From the data below, extract every line that contains the word "stone".
— Start DATA PROVIDED —
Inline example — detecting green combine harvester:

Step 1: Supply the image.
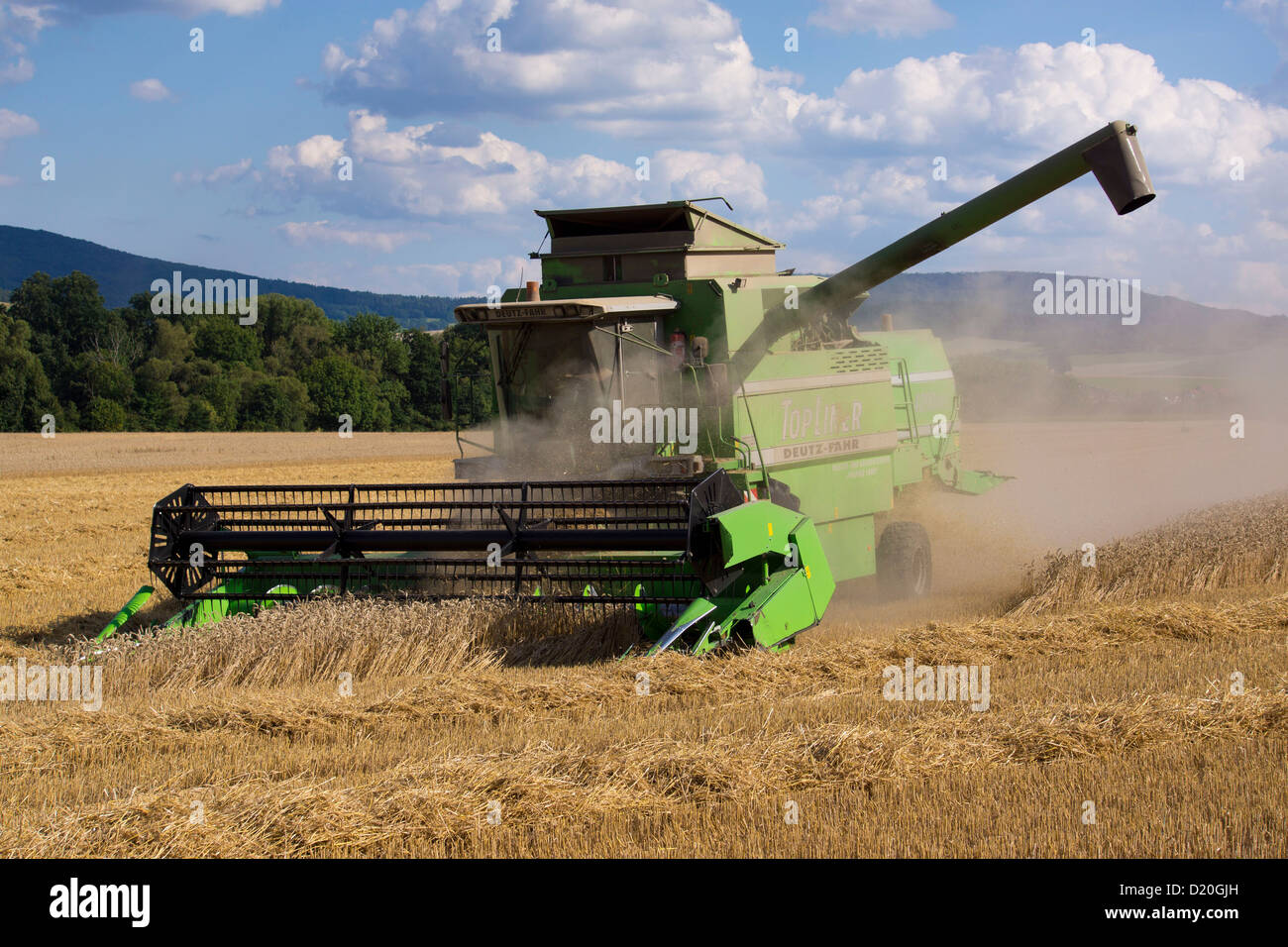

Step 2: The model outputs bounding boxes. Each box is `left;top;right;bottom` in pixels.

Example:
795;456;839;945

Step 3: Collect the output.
141;121;1154;653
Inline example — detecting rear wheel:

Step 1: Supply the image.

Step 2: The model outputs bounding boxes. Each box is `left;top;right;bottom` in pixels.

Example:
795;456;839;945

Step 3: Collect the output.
877;522;930;599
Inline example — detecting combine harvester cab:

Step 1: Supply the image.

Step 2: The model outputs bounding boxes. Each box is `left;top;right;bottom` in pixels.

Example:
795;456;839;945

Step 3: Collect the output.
150;121;1154;653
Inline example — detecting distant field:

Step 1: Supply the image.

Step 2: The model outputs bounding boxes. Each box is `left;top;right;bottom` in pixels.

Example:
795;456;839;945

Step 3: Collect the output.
0;423;1288;858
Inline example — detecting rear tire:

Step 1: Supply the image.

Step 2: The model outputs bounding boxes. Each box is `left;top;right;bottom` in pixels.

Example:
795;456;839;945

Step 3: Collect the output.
877;522;931;599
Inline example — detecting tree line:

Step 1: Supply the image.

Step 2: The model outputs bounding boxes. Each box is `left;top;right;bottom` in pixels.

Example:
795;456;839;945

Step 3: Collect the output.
0;271;494;432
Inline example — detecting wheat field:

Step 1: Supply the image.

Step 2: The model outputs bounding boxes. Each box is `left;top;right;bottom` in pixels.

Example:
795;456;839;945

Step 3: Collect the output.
0;436;1288;858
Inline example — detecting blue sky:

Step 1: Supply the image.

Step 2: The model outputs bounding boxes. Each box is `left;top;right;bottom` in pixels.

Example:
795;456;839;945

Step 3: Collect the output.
0;0;1288;313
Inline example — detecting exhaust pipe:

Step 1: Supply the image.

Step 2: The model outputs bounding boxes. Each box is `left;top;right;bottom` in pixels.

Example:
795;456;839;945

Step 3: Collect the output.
1082;121;1155;217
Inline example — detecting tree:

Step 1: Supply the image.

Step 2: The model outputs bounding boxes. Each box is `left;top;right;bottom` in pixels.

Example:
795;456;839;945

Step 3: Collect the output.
0;309;63;432
85;398;125;430
193;316;262;368
334;312;408;374
240;377;313;430
303;356;389;430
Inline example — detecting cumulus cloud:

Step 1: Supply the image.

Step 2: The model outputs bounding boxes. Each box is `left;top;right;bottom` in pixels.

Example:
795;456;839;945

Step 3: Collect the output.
0;108;40;146
808;0;956;36
130;78;174;102
0;3;51;85
785;43;1288;183
248;110;768;223
277;220;429;253
652;149;769;214
322;0;791;134
0;0;282;86
256;110;649;219
371;257;541;296
172;158;259;185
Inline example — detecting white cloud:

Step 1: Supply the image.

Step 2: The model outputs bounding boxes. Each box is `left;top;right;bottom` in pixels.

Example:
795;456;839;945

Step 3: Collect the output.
174;158;259;185
277;220;429;253
266;110;638;220
0;108;40;145
786;43;1288;183
1225;0;1288;58
130;78;174;102
652;149;769;218
808;0;956;36
323;0;791;134
0;3;51;85
371;257;541;296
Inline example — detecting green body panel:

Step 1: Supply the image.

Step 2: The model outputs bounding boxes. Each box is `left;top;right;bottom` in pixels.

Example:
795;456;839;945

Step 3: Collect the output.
94;585;154;642
818;517;877;582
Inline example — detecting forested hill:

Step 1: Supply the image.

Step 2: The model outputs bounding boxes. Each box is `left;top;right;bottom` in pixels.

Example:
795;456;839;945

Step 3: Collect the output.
0;226;476;329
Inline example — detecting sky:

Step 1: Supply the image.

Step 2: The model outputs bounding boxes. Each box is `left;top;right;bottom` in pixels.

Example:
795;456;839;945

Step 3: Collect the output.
0;0;1288;313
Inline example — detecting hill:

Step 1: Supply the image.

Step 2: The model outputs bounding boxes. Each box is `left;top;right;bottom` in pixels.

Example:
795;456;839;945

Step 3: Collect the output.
0;226;1288;352
0;226;476;329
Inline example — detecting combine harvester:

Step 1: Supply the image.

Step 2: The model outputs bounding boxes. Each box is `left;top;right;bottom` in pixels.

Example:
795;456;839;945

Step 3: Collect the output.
141;121;1154;653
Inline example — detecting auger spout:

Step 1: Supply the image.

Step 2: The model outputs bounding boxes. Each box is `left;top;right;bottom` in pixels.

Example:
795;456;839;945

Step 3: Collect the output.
734;120;1154;377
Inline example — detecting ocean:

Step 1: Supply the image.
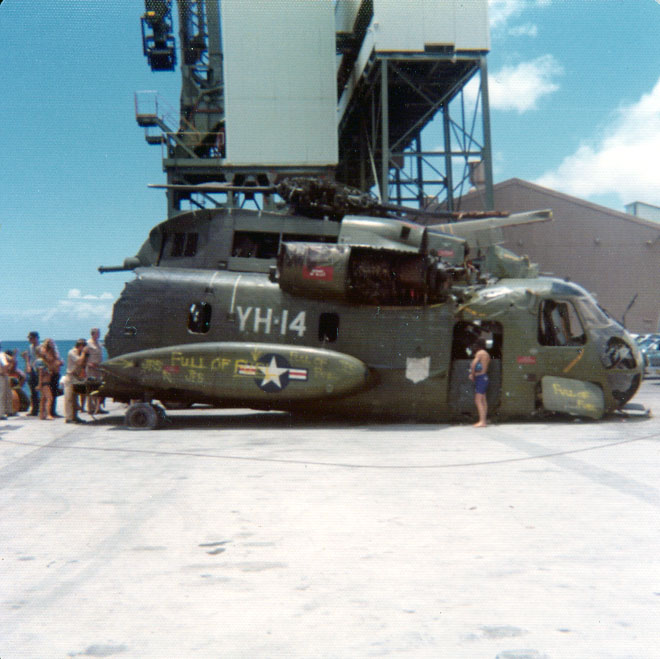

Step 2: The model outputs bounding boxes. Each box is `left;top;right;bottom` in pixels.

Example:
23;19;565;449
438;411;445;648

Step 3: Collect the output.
0;336;108;392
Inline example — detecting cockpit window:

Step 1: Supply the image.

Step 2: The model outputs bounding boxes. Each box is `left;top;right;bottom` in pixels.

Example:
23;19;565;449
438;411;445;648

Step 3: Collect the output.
188;302;211;334
538;300;586;346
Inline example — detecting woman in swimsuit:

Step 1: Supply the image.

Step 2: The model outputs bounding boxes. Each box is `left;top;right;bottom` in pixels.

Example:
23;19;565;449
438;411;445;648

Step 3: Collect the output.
470;339;490;428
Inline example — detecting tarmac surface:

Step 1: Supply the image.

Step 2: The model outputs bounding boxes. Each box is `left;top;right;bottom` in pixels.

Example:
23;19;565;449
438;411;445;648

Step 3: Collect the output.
0;379;660;659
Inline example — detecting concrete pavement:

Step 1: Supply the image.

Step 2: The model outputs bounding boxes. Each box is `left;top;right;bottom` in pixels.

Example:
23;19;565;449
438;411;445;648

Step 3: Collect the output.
0;380;660;659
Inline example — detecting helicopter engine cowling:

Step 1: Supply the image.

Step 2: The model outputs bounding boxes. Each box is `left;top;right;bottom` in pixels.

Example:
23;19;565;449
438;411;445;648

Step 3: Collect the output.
278;243;465;306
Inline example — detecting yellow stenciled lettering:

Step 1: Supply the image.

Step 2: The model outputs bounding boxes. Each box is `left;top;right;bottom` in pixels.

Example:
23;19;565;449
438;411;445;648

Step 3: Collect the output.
171;351;206;369
211;357;231;371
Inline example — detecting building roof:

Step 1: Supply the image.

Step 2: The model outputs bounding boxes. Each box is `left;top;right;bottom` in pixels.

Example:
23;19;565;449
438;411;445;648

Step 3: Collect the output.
459;178;658;229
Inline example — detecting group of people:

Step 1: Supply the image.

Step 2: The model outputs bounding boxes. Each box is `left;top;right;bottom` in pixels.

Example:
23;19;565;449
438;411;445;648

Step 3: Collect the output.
0;327;105;423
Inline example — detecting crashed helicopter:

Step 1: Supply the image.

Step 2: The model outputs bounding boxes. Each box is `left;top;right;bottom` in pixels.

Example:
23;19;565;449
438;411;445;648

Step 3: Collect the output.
99;179;643;428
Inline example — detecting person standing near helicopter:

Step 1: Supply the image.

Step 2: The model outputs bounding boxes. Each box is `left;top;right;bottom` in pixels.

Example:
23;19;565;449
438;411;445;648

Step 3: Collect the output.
469;339;490;428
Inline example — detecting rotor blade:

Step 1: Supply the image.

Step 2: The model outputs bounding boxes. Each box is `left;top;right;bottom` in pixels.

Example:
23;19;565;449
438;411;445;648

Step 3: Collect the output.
147;183;277;193
428;210;552;248
428;210;552;238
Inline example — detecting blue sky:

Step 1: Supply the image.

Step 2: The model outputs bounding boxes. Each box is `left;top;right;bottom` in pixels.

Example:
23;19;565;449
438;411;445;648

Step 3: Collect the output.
0;0;660;340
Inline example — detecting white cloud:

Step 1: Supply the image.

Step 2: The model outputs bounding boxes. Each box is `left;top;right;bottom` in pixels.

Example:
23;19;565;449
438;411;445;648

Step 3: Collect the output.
66;288;113;300
488;0;551;30
488;55;563;114
509;23;539;37
465;55;563;114
536;79;660;204
0;288;114;328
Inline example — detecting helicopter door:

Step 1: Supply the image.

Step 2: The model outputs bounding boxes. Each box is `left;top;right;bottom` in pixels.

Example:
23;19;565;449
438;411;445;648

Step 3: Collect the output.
538;300;605;419
449;321;503;414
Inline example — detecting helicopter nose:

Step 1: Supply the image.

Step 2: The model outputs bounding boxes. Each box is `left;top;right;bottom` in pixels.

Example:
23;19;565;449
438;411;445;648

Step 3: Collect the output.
601;336;644;407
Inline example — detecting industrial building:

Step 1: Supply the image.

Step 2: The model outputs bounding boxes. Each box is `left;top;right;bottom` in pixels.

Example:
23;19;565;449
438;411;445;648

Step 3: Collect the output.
460;178;660;333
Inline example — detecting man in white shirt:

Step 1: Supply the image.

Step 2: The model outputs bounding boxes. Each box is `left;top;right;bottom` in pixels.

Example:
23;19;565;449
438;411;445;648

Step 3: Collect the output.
0;345;14;419
62;339;87;423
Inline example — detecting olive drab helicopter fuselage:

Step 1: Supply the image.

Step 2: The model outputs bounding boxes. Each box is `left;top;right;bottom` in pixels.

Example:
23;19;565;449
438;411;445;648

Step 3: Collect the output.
95;180;643;427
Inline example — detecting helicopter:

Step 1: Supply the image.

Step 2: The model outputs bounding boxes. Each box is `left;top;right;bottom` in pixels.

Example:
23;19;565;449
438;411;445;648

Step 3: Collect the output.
98;178;643;429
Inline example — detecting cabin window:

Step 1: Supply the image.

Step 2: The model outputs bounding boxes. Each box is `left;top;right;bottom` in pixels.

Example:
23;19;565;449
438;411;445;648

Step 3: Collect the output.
538;300;587;346
188;302;211;334
319;313;339;343
183;233;199;256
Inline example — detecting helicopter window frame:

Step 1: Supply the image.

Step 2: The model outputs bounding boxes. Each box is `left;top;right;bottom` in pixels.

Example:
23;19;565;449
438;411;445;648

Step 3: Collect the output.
231;231;280;261
183;231;199;256
537;298;587;347
319;311;339;343
188;302;213;334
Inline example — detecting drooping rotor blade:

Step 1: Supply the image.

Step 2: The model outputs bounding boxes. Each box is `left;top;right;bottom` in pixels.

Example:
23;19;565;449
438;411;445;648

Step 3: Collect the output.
147;183;277;194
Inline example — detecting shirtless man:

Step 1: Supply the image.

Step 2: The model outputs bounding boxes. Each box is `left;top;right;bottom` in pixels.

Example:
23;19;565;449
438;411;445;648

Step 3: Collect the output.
470;339;490;428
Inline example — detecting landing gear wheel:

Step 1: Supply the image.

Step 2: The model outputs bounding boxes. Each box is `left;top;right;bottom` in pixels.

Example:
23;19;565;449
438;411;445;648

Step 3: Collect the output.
124;403;161;430
151;403;167;426
603;336;636;369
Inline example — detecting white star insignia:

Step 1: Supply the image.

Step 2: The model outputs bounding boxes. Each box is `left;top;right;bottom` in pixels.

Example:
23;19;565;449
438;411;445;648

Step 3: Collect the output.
257;357;289;389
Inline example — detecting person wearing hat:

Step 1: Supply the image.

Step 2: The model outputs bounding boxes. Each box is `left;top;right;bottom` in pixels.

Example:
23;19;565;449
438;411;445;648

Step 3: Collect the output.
0;345;14;419
22;332;39;416
62;339;87;423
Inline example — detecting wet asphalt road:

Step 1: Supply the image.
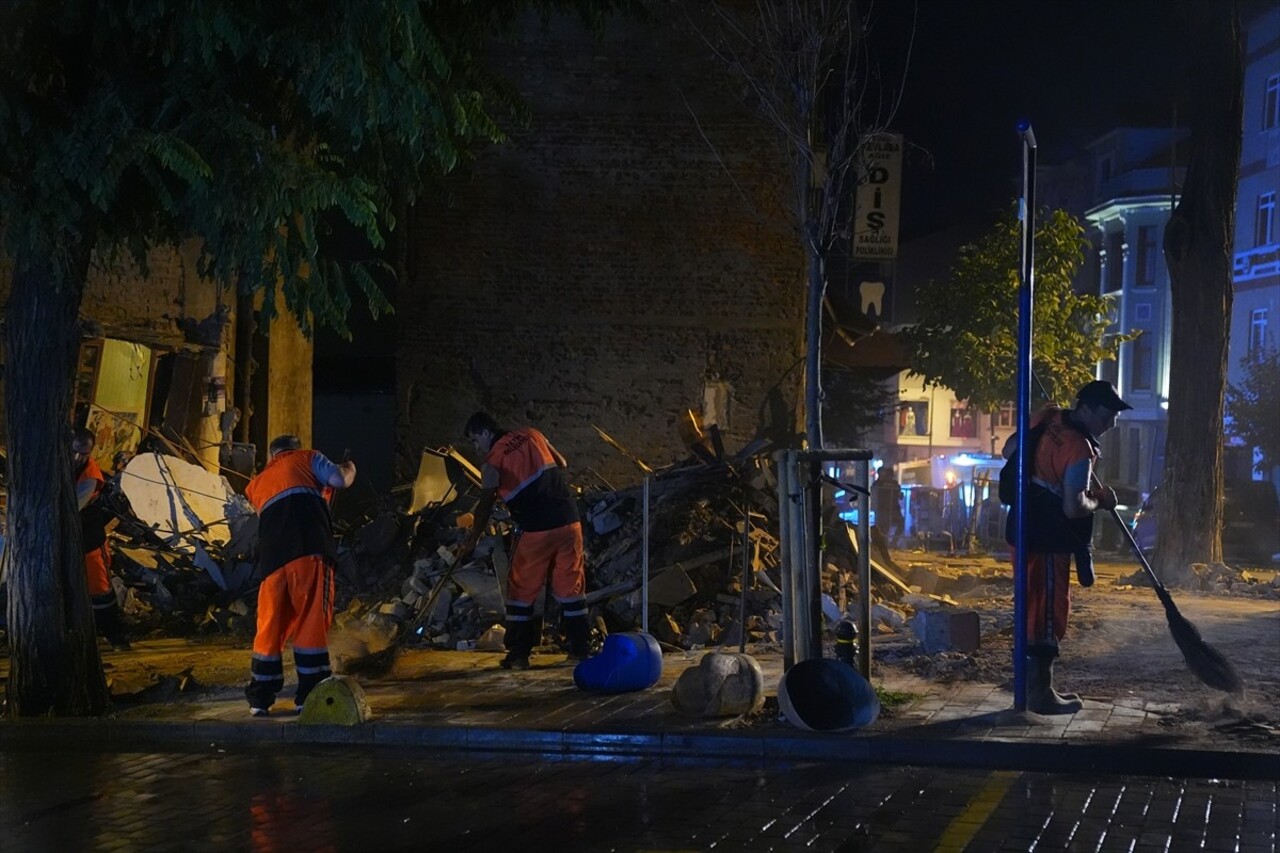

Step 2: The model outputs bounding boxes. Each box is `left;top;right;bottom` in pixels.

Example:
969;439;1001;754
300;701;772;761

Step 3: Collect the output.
0;747;1280;853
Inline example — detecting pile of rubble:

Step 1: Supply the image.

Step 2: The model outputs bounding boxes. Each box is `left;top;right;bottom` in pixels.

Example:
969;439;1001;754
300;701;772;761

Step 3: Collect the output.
49;427;991;660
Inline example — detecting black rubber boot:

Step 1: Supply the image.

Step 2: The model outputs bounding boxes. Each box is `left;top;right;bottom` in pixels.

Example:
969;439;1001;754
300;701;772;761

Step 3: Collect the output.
561;615;591;661
498;620;538;670
1027;654;1084;715
1048;657;1084;706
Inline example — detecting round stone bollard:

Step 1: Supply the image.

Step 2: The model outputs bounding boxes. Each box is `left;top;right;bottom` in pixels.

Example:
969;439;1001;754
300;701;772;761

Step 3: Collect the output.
671;652;764;717
298;675;369;726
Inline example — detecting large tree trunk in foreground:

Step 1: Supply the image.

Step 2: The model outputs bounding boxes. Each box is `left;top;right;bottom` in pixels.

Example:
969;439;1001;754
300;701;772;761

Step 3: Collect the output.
4;254;110;717
1157;4;1243;584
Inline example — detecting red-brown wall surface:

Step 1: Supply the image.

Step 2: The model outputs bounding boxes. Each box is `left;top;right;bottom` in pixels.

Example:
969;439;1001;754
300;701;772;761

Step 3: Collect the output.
397;4;804;483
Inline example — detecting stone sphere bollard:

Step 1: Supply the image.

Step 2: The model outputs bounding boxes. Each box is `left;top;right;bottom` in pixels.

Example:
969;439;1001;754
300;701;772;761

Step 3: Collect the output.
671;652;764;717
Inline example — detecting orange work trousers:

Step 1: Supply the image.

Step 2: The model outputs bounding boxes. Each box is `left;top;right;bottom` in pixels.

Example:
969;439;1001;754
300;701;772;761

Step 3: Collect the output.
84;543;111;598
507;521;586;605
1027;553;1071;647
253;555;334;657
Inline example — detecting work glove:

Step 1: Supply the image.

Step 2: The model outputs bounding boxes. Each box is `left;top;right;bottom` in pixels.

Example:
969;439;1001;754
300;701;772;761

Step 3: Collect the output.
1075;547;1093;587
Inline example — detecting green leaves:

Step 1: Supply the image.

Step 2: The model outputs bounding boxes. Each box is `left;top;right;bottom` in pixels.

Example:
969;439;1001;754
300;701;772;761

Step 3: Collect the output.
0;0;609;330
1226;347;1280;471
901;210;1137;411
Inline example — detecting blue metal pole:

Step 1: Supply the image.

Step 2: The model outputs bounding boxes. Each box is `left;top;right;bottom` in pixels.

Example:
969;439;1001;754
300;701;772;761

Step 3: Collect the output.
1014;119;1036;711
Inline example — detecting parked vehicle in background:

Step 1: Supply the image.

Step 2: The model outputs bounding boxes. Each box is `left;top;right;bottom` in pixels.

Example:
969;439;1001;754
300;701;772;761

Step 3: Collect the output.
1133;480;1280;564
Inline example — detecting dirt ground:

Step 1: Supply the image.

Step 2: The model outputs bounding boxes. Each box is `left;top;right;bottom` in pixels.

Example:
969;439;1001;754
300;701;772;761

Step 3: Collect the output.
12;551;1280;736
872;551;1280;721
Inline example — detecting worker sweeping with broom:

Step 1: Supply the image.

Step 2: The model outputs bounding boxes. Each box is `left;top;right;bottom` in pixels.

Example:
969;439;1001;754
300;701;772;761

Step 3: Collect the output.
1001;379;1133;715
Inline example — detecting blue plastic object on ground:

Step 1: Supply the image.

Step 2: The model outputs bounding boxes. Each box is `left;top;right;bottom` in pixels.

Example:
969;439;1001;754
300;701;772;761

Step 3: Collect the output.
573;631;662;693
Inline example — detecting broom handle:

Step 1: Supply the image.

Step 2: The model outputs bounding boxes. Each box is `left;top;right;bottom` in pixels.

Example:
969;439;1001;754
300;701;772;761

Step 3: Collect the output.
1089;471;1167;593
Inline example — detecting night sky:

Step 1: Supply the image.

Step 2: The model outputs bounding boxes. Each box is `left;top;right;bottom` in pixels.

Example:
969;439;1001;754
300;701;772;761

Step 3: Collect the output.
— End DATA PROVIDED —
WRITTEN ANSWER —
Inline example — detecting round stone bollard:
Inline example — detecting stone sphere bollard:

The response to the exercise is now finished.